Data rows »
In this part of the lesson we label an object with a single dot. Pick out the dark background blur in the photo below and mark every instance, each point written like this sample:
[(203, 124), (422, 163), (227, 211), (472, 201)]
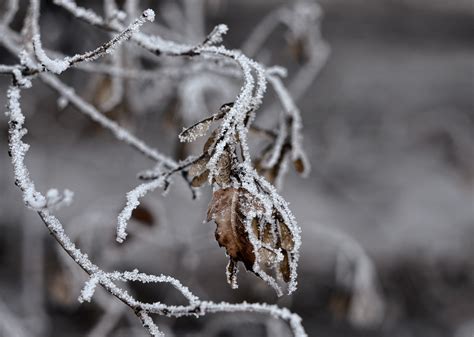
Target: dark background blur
[(389, 129)]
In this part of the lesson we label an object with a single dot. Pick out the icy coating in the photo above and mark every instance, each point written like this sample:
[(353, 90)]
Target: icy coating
[(226, 161)]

Objective »
Copy out all the records above again, including each request and its sample, but shift every point coordinate in the answers by -60, leaving the numbers in the requests and samples unchanged. Leave the pictures out.

Response to the exercise »
In this part of the lesson we label an object with a single dot. Pick out the dark background blur in the photo below and mark every instance, each point written like this sample:
[(203, 124), (422, 163), (227, 211), (472, 201)]
Target: dark background blur
[(329, 69)]
In this part of the lesson we label an object with a single dot. Pick out the icy coating in the photo above and mark every instance, each point written like this sample:
[(353, 90)]
Target: icy coating
[(166, 101)]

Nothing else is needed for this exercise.